- _AIM OF THE TASK_:
Give everything from the line containing "outline man's left hand, every instance" down to the end of the entries below as a JSON list of strings, one per line, with blank lines left out.

::::::::::

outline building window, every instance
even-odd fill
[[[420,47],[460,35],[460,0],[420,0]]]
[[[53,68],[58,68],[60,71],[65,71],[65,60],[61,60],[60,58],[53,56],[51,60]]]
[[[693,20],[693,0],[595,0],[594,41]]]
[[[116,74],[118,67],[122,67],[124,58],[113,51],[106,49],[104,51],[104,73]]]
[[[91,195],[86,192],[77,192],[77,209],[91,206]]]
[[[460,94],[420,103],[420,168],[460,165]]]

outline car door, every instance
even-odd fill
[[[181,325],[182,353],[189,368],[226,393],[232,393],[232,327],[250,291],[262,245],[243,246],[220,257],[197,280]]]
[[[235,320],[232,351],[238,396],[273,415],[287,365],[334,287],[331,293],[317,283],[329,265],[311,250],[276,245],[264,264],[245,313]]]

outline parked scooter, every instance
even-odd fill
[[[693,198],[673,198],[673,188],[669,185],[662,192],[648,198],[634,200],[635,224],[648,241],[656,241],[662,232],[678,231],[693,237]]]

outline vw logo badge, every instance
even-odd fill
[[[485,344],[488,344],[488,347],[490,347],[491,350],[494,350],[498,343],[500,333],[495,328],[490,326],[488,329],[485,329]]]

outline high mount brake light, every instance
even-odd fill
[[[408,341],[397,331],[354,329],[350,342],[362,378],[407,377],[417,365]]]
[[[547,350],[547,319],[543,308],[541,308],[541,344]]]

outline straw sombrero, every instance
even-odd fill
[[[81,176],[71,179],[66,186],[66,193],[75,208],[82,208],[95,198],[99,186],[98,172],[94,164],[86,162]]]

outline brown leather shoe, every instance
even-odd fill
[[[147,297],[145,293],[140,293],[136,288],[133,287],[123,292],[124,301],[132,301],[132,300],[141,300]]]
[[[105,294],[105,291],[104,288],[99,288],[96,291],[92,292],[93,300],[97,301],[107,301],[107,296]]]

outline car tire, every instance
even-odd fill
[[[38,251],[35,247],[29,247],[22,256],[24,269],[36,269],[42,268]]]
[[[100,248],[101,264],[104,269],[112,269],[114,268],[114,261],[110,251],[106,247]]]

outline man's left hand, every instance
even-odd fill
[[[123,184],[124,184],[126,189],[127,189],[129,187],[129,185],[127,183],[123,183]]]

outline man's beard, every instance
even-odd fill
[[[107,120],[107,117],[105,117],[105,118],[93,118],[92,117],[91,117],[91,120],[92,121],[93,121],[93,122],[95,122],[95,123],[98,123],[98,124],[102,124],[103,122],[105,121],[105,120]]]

::::::::::

- _OUTPUT OF THE EXERCISE_:
[
  "outline man's left hand, every instance",
  "even-odd fill",
  "[[[123,184],[124,184],[126,189],[127,189],[129,187],[129,185],[127,183],[123,183]]]",
  "outline man's beard, every instance",
  "even-odd fill",
  "[[[107,120],[107,117],[105,117],[105,118],[93,118],[92,117],[91,117],[91,120],[92,121],[93,121],[93,122],[95,122],[95,123],[98,123],[98,124],[102,124],[103,122],[105,121],[105,120]]]"
]